**Your assignment**
Every line below must come back exactly as it stands, with the images omitted.

**Listed entries**
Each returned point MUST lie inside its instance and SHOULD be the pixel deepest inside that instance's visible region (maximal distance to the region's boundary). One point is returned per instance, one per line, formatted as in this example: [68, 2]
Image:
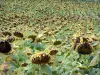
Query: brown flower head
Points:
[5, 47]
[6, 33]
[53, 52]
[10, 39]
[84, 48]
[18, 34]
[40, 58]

**Answer area**
Each returned point MUST lie inside its instance and SHOULD be the pixel deepest inside that instance's visible region (maximal distance to the region's boundary). One point is returned per instance, one per line, formatted as in this example: [68, 2]
Image:
Query: brown flower head
Points:
[5, 47]
[6, 33]
[53, 52]
[10, 39]
[84, 48]
[18, 34]
[40, 58]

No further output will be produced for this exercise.